Extract>
*-*-*
Uploaded image for project: 'Hadoop HDFS'
  1. Hadoop HDFS
  2. HDFS-17238

Setting the value of "dfs.blocksize" too large will cause HDFS to be unable to write to files

    XMLWordPrintableJSON

Details

    • Bug
    • Status: Resolved
    • Major
    • Resolution: Won't Fix
    • 3.3.6
    • None
    • hdfs
    • None

    Description

      My hadoop version is 3.3.6, and I use the Pseudo-Distributed Operation.

      core-site.xml like below.

      <configuration>
        <property>
              <name>fs.defaultFS</name>
              <value>hdfs://localhost:9000</value>
          </property>
          <property>
              <name>hadoop.tmp.dir</name>
              <value>/home/hadoop/Mutil_Component/tmp</value>
          </property>
         
      </configuration>

      hdfs-site.xml like below.

      <configuration>
         <property>
              <name>dfs.replication</name>
              <value>1</value>
          </property>
      <property>
              <name>dfs.blocksize</name>
              <value>1342177280000</value>
          </property>
         
      </configuration>

      And then format the namenode, and start the hdfs. HDFS is running normally.

      hadoop@hadoop-Standard-PC-i440FX-PIIX-1996:~/Mutil_Component/hadoop-3.3.6$ bin/hdfs namenode -format
      xxxxxxxxxxxxxxxxxxxxxxxxxxxxxxxxxxxxx(many info)
      hadoop@hadoop-Standard-PC-i440FX-PIIX-1996:~/Mutil_Component/hadoop-3.3.6$ sbin/start-dfs.sh
      Starting namenodes on [localhost]
      Starting datanodes
      Starting secondary namenodes [hadoop-Standard-PC-i440FX-PIIX-1996] 

      Finally, use dfs to place a file. 

      bin/hdfs dfs -mkdir -p /user/hadoop
      bin/hdfs dfs -mkdir input
      bin/hdfs dfs -put etc/hadoop/*.xml input 

      Discovering Exception Throwing.

      2023-10-19 14:56:34,603 WARN hdfs.DataStreamer: DataStreamer Exception
      org.apache.hadoop.ipc.RemoteException(java.io.IOException): File /user/hadoop/input/capacity-scheduler.xml._COPYING_ could only be written to 0 of the 1 minReplication nodes. There are 1 datanode(s) running and 1 node(s) are excluded in this operation.
*-*-*
Data excerpts>

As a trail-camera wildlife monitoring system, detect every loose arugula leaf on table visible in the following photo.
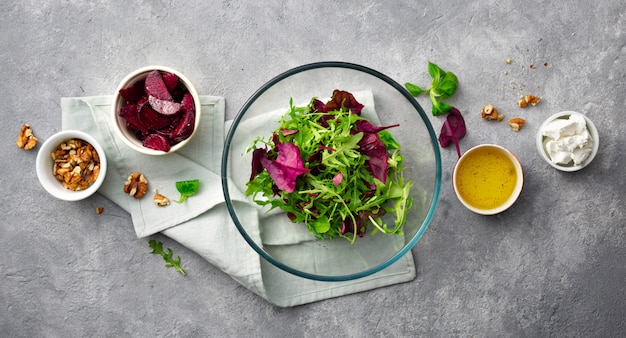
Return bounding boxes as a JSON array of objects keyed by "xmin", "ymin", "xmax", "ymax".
[
  {"xmin": 174, "ymin": 180, "xmax": 200, "ymax": 203},
  {"xmin": 404, "ymin": 62, "xmax": 459, "ymax": 116},
  {"xmin": 148, "ymin": 239, "xmax": 187, "ymax": 276}
]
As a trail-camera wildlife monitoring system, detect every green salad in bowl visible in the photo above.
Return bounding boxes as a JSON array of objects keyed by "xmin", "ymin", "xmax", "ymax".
[
  {"xmin": 246, "ymin": 90, "xmax": 412, "ymax": 242},
  {"xmin": 221, "ymin": 62, "xmax": 441, "ymax": 283}
]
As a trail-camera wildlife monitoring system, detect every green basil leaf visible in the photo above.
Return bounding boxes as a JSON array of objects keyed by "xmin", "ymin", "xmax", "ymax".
[
  {"xmin": 404, "ymin": 82, "xmax": 426, "ymax": 96},
  {"xmin": 430, "ymin": 96, "xmax": 452, "ymax": 116},
  {"xmin": 428, "ymin": 62, "xmax": 445, "ymax": 81},
  {"xmin": 437, "ymin": 72, "xmax": 459, "ymax": 99}
]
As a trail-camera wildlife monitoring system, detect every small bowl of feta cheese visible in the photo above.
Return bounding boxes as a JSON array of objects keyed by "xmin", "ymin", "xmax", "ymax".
[{"xmin": 537, "ymin": 111, "xmax": 600, "ymax": 171}]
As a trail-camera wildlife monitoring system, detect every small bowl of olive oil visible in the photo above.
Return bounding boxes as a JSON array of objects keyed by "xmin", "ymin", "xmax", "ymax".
[{"xmin": 452, "ymin": 144, "xmax": 524, "ymax": 215}]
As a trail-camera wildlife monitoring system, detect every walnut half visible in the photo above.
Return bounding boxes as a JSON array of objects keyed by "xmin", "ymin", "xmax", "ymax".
[
  {"xmin": 124, "ymin": 171, "xmax": 148, "ymax": 199},
  {"xmin": 509, "ymin": 117, "xmax": 526, "ymax": 131},
  {"xmin": 15, "ymin": 123, "xmax": 39, "ymax": 150},
  {"xmin": 517, "ymin": 95, "xmax": 541, "ymax": 108},
  {"xmin": 480, "ymin": 104, "xmax": 504, "ymax": 121}
]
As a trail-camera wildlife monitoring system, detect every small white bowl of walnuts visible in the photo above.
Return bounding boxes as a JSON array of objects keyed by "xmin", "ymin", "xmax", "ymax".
[{"xmin": 36, "ymin": 130, "xmax": 107, "ymax": 201}]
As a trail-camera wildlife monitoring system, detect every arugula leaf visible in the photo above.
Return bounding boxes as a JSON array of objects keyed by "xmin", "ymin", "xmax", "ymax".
[
  {"xmin": 174, "ymin": 180, "xmax": 200, "ymax": 203},
  {"xmin": 148, "ymin": 239, "xmax": 187, "ymax": 276},
  {"xmin": 404, "ymin": 62, "xmax": 459, "ymax": 116}
]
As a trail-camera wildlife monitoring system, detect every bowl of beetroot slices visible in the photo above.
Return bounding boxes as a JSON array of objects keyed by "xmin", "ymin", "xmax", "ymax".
[
  {"xmin": 221, "ymin": 62, "xmax": 441, "ymax": 282},
  {"xmin": 112, "ymin": 66, "xmax": 201, "ymax": 155}
]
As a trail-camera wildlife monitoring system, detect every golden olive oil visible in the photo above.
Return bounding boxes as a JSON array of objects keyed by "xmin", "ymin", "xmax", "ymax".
[{"xmin": 456, "ymin": 147, "xmax": 517, "ymax": 209}]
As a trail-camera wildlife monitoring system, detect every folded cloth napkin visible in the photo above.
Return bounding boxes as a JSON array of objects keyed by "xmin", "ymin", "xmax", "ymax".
[{"xmin": 61, "ymin": 95, "xmax": 415, "ymax": 307}]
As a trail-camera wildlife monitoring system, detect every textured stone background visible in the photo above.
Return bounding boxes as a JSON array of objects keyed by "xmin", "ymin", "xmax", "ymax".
[{"xmin": 0, "ymin": 0, "xmax": 626, "ymax": 337}]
*-*-*
Tasks to complete>
a) List each configuration property name that the HDFS bug report sets in core-site.xml and hdfs-site.xml, along with its value.
b) Write a continuation of the HDFS bug report about the oversized dfs.blocksize, picking up right after its last sentence.

Responses in order>
a)
- fs.defaultFS: hdfs://localhost:9000
- hadoop.tmp.dir: /home/hadoop/Mutil_Component/tmp
- dfs.replication: 1
- dfs.blocksize: 1342177280000

b)
              at org.apache.hadoop.hdfs.server.blockmanagement.BlockManager.chooseTarget4NewBlock(BlockManager.java:2350)
              at org.apache.hadoop.hdfs.server.namenode.FSDirWriteFileOp.chooseTargetForNewBlock(FSDirWriteFileOp.java:294)
              at org.apache.hadoop.hdfs.server.namenode.FSNamesystem.getAdditionalBlock(FSNamesystem.java:2989)
              at org.apache.hadoop.hdfs.server.namenode.NameNodeRpcServer.addBlock(NameNodeRpcServer.java:912)
              at org.apache.hadoop.hdfs.protocolPB.ClientNamenodeProtocolServerSideTranslatorPB.addBlock(ClientNamenodeProtocolServerSideTranslatorPB.java:595)
              at org.apache.hadoop.hdfs.protocol.proto.ClientNamenodeProtocolProtos$ClientNamenodeProtocol$2.callBlockingMethod(ClientNamenodeProtocolProtos.java)
              at org.apache.hadoop.ipc.ProtobufRpcEngine2$Server$ProtoBufRpcInvoker.call(ProtobufRpcEngine2.java:621)
              at org.apache.hadoop.ipc.ProtobufRpcEngine2$Server$ProtoBufRpcInvoker.call(ProtobufRpcEngine2.java:589)
              at org.apache.hadoop.ipc.ProtobufRpcEngine2$Server$ProtoBufRpcInvoker.call(ProtobufRpcEngine2.java:573)
              at org.apache.hadoop.ipc.RPC$Server.call(RPC.java:1227)
              at org.apache.hadoop.ipc.Server$RpcCall.run(Server.java:1094)
              at org.apache.hadoop.ipc.Server$RpcCall.run(Server.java:1017)
              at java.security.AccessController.doPrivileged(Native Method)
              at javax.security.auth.Subject.doAs(Subject.java:422)
              at org.apache.hadoop.security.UserGroupInformation.doAs(UserGroupInformation.java:1899)
              at org.apache.hadoop.ipc.Server$Handler.run(Server.java:3048)        at org.apache.hadoop.ipc.Client.getRpcResponse(Client.java:1567)
              at org.apache.hadoop.ipc.Client.call(Client.java:1513)
              at org.apache.hadoop.ipc.Client.call(Client.java:1410)
              at org.apache.hadoop.ipc.ProtobufRpcEngine2$Invoker.invoke(ProtobufRpcEngine2.java:258)
              at org.apache.hadoop.ipc.ProtobufRpcEngine2$Invoker.invoke(ProtobufRpcEngine2.java:139)
              at com.sun.proxy.$Proxy9.addBlock(Unknown Source)
              at org.apache.hadoop.hdfs.protocolPB.ClientNamenodeProtocolTranslatorPB.addBlock(ClientNamenodeProtocolTranslatorPB.java:531)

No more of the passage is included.